Set problem | Please rewrite the rows below, switching every "crayfish" to "crawfish" and leaving everything else unchanged.

━━━━━ Supplied information ━━━━━

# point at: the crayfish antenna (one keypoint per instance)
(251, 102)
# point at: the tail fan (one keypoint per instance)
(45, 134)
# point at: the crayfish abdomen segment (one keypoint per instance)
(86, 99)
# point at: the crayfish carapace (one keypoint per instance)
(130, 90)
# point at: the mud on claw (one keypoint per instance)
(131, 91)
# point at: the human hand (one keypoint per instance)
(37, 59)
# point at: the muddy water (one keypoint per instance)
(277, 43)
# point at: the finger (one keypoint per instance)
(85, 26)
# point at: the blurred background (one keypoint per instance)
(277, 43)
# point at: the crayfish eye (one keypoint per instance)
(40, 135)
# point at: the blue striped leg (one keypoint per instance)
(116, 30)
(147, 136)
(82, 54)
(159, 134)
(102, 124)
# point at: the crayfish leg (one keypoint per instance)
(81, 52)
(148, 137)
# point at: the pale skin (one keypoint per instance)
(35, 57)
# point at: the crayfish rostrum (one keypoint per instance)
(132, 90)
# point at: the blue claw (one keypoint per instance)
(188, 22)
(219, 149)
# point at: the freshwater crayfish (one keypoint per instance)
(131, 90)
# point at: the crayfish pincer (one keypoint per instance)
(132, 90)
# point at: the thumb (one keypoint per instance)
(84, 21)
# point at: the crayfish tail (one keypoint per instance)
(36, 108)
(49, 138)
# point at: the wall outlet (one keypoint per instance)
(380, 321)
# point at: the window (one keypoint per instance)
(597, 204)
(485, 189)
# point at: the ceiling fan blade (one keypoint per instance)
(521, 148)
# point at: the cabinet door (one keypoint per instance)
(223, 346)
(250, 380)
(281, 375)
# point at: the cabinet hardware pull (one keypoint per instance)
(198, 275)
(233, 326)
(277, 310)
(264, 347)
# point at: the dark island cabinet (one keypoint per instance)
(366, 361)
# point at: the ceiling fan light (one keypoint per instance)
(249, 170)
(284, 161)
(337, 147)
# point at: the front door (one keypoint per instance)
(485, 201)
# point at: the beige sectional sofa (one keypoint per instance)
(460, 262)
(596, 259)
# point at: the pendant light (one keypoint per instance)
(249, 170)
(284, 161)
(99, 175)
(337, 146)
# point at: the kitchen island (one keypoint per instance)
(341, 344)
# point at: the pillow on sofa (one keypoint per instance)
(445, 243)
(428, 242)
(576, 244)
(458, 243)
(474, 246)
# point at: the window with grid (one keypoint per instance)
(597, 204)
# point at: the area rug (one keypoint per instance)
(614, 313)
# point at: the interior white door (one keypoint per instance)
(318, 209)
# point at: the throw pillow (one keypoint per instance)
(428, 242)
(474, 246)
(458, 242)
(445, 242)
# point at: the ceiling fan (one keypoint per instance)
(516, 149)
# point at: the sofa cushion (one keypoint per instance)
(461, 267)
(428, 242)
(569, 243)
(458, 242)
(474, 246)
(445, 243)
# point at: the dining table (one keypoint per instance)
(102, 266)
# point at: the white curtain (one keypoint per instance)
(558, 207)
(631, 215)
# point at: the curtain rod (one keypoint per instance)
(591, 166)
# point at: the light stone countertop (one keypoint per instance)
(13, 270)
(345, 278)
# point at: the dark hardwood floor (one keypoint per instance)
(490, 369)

━━━━━

Solution below |
# point at: the crawfish antenna (one keypoint per instance)
(251, 102)
# point at: the tail fan (one keypoint per instance)
(45, 134)
# point at: the crawfish abdomen segment (one keypoint per instance)
(86, 99)
# point at: the crawfish carapace (one keypoint per instance)
(130, 90)
# point at: the mud on claw (one keypoint per instance)
(131, 91)
# point at: the human hand (one keypoint per instance)
(37, 59)
# point at: the muddy water (one keypoint per instance)
(277, 43)
# point at: the finger (one keypoint per instance)
(85, 26)
# point at: the blurred background (one keypoint per instance)
(277, 43)
# point at: the crawfish eye (one keypoint per instance)
(40, 135)
# point at: the blue striped leg (one keypoint per instance)
(116, 30)
(147, 136)
(82, 54)
(159, 134)
(102, 124)
# point at: the crawfish leg (one keypoint per instance)
(81, 52)
(148, 137)
# point at: the pale skin (one keypoint per instance)
(35, 57)
# point at: the crawfish rostrum (one keypoint per instance)
(132, 90)
# point at: the blue claw (one keypoint per instance)
(188, 22)
(219, 149)
# point at: the freshwater crawfish (one keypoint per instance)
(131, 90)
# point at: the crawfish pincer (one keypoint per instance)
(132, 90)
# point at: the thumb (one keypoint per instance)
(84, 21)
# point at: the crawfish tail (one keypoint per instance)
(36, 108)
(49, 138)
# point at: the wall outlet (one keypoint per instance)
(380, 321)
# point at: the window (one keypoint per instance)
(597, 204)
(485, 189)
# point at: the ceiling fan blade (one keypoint per instance)
(521, 148)
# point at: the cabinet door (one keypoint per instance)
(223, 346)
(250, 380)
(281, 375)
# point at: the cabinet hardware pull (one keypoint per instance)
(198, 275)
(233, 326)
(277, 310)
(264, 347)
# point at: the dark island cabinet (one keypoint per instance)
(366, 361)
# point at: the ceiling fan light (one keypoint per instance)
(249, 170)
(284, 161)
(337, 147)
# point at: the front door (one keypoint per instance)
(485, 201)
# point at: the beige sectional sofa (one keypoint per instance)
(460, 262)
(596, 259)
# point at: the pendant light (one keypoint per instance)
(249, 170)
(284, 161)
(99, 175)
(337, 146)
# point at: the kitchen island (one keypoint per instance)
(341, 344)
# point at: the pillow on sofa (one keypoint per instance)
(445, 243)
(428, 242)
(576, 244)
(458, 243)
(474, 246)
# point at: the window with grid (one keypoint per instance)
(597, 204)
# point at: the area rug (one keypoint per instance)
(614, 313)
# point at: the interior white door (one keypoint per instance)
(318, 209)
# point at: the throw pillow (one keypoint per instance)
(428, 242)
(474, 246)
(458, 242)
(445, 242)
# point at: the ceiling fan (one keypoint per instance)
(516, 149)
# point at: the sofa cushion (one keypoint per instance)
(461, 267)
(428, 242)
(569, 243)
(458, 242)
(474, 246)
(445, 243)
# point at: the dining table (one keypoint per instance)
(102, 266)
# point at: the white curtain (one keypoint per instance)
(558, 207)
(631, 215)
# point at: the curtain rod (one keypoint per instance)
(591, 166)
# point at: the light stone countertop (one keypoint per instance)
(13, 270)
(345, 278)
# point at: the dark hardwood floor (one keypoint per instance)
(490, 369)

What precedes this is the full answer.